▶ WHAT TO DO:
Translate this sentence from the golf lab excerpt into Spanish: "A par in golf is the number of strokes a good golfer is expected to take on a hole or course".

▶ SOURCE EXCERPT:
□ □ □

Is there a significant difference in the probability that Scottie Scheffler hits the green in regulation from different lies?

Getting started: Scottie Scheffler Greens data

The data shown below is what will be used for a majority of the lab. The data contains information about the number of greens hit in regulation by Scottie Scheffler in 2023 from different lies.

All data for the lab is from the PGA TOUR’s Website

player	year	greens	holes	cut
Scottie Scheffler	2023	247	416	Other
Scottie Scheffler	2023	657	760	Fairway
Scottie Scheffler	2023	28	48	Bunker

You can view brief desciptions of the variables in the data by clicking the button below.

Variable Descriptions

Variable	Description
`player`	PGA Tour player
`year`	PGA Tour Season
`greens`	Greens in Regulation Hit
`holes`	Number of Holes
`cut`	The type of ground that the approach shot to the green was hit from

Terms to know

Before proceeding with the analysis, let’s make sure we know some golf terminology that will help us putt-putt our way through this lab.

Are greens in regulation important to scoring? Check out the table below to see how greens in regulation and lower handicaps go hand and hand

Handicap	GIR %
0	64%
0-5	47%
5-10	36%
10-15	27%
15-20	20%
20-25	12%
25-30	10%
30+	6%

Data Source: The Range by The Grint

A Par 3 hole should take 1 shot to reach the green in regulation

A Par 4 hole should take 2 shots to reach the green in regulation

A Par 5 hole should take 3 shots to reach the green in regulation Images source: Tanglewood Golf Course, Public Domain

Lie Terminology

The fairway is the short grass between the tee box and the green, where the ball is supposed to be hit on a par 4 or par 5 hole
A bunker is a hazard filled with sand
- A fairway bunker is a bunker located in or next to the fairway

Pars and Greens in Regulation

A par in golf is the number of strokes a good golfer is expected to take on a hole or course
A green in regulation (GIR) is when a golfer reaches the green in the expected number of strokes (or fewer) on a par 3, 4, or 5 hole
- For example, on a par 4 hole, a golfer would be expected to reach the green in 2 strokes (a drive and an approach shot) and then putt out in 2 more strokes for a total of 4 strokes. If a golfer reaches the green in 2 strokes, they have hit the green in regulation.
- On a par 3 hole, a golfer would be expected to reach the green in 1 stroke
- On a par 5 hole, a golfer would be expected to reach the green in 3 strokes.

□ □ □

▶ DATASET RECORDS:
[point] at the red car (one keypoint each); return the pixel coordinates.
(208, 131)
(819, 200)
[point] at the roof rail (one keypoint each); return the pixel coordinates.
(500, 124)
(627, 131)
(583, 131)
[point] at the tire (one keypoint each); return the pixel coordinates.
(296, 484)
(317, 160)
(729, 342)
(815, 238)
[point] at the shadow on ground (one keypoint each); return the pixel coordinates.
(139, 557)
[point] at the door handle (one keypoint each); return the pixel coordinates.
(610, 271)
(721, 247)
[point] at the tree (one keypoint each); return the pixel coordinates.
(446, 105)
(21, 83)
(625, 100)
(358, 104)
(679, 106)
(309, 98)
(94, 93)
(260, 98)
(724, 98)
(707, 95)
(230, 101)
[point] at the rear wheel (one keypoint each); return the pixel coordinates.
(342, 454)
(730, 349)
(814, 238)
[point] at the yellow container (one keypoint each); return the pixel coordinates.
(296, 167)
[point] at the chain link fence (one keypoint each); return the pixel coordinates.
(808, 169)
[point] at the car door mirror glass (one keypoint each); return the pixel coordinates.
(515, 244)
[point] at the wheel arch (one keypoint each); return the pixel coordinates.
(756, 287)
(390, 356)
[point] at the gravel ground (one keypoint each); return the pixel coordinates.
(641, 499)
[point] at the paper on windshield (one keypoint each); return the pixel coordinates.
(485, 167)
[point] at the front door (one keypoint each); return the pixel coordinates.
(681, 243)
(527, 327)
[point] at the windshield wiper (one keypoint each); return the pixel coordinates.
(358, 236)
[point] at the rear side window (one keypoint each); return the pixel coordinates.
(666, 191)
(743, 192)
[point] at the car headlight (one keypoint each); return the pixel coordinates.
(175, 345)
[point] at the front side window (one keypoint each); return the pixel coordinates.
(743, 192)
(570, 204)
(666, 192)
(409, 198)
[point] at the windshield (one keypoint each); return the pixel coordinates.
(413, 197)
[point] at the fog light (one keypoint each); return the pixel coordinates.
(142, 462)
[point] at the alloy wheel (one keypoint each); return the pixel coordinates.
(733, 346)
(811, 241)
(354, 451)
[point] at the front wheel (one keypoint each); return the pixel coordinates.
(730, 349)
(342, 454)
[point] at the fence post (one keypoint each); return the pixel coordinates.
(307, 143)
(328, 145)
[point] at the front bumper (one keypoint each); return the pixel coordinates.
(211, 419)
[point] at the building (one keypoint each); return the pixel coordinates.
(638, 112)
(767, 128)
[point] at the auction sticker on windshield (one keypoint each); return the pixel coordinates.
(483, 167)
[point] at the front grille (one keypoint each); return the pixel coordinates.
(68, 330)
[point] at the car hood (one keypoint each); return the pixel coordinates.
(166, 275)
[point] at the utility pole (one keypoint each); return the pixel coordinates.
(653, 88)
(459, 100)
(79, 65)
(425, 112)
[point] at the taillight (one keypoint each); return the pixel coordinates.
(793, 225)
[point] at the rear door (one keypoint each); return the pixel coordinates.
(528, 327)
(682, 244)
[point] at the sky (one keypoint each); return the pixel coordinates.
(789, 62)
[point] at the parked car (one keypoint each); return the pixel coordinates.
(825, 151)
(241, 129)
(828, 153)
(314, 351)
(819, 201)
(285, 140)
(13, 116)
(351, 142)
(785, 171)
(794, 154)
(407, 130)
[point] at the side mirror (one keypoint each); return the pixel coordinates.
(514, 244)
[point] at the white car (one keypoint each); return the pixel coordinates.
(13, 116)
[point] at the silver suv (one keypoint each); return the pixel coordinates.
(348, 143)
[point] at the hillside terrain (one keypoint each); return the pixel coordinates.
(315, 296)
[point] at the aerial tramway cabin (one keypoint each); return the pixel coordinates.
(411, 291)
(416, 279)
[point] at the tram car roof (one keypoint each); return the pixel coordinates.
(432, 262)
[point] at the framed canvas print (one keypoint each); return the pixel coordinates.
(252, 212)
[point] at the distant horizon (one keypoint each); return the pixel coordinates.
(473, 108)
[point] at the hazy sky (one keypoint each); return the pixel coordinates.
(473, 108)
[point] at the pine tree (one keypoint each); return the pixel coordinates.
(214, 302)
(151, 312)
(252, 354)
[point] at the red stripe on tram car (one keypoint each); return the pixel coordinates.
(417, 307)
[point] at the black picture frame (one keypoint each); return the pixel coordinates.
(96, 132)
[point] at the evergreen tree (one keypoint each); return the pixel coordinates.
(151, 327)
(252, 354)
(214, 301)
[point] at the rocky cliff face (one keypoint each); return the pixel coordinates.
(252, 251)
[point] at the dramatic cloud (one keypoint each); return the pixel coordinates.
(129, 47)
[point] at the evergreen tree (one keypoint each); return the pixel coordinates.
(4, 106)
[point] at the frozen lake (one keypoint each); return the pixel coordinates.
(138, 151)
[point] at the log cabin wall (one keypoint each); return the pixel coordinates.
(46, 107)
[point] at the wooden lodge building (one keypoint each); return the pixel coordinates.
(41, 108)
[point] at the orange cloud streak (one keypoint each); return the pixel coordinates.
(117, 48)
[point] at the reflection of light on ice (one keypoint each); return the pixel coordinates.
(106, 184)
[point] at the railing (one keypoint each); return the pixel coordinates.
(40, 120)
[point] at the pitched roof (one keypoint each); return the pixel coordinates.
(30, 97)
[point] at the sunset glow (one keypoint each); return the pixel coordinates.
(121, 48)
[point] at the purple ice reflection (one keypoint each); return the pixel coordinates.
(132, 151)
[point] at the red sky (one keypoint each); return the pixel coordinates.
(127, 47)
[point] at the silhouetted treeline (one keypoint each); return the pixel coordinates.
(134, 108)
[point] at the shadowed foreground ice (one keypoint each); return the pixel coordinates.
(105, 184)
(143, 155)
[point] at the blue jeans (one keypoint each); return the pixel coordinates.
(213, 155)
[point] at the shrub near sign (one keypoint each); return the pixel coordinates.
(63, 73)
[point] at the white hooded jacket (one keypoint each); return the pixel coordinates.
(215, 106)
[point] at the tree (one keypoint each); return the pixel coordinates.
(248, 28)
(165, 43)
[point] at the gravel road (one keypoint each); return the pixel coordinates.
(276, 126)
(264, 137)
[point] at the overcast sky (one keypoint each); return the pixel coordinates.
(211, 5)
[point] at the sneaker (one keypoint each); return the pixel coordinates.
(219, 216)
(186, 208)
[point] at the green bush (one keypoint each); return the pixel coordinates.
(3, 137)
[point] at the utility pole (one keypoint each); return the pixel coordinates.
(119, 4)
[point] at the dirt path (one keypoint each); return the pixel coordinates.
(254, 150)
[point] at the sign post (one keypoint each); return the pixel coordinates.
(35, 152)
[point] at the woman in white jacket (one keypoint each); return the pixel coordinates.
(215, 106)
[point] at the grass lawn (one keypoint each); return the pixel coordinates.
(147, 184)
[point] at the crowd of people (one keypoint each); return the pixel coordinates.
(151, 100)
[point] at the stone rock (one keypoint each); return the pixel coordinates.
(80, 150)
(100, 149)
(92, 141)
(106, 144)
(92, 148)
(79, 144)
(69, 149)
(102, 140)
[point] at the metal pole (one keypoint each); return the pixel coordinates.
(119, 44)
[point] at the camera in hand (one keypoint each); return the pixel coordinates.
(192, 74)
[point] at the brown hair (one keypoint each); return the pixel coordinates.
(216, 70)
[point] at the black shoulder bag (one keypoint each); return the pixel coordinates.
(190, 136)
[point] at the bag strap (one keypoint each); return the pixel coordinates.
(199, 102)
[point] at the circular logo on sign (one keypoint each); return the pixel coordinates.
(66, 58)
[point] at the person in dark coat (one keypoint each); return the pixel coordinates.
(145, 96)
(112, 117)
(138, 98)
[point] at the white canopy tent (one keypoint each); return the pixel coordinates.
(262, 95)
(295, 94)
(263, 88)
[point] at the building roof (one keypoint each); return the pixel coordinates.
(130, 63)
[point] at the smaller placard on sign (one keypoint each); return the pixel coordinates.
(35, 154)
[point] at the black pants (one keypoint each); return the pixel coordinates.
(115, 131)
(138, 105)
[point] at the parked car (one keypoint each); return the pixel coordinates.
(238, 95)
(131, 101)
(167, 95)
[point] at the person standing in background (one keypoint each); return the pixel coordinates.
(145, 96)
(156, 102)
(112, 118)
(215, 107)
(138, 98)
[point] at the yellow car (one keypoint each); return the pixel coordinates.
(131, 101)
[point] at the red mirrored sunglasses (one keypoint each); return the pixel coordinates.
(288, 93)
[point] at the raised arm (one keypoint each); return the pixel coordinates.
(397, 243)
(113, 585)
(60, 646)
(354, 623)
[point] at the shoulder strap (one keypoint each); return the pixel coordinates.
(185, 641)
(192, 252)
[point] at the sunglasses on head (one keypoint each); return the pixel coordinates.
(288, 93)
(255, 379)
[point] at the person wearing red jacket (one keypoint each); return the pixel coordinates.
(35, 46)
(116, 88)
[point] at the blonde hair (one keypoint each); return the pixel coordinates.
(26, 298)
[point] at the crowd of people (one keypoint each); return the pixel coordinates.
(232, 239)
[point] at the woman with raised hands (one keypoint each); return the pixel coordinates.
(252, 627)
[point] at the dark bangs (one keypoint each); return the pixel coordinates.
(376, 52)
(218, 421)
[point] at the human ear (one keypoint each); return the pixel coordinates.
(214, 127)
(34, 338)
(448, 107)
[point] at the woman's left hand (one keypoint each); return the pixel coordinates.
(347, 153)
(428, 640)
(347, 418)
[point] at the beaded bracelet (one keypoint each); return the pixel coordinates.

□ □ □

▶ EXPECTED ANSWER:
Un par en el golf es el número de golpes que se espera que un buen golfista dé en un hoyo o en un campo.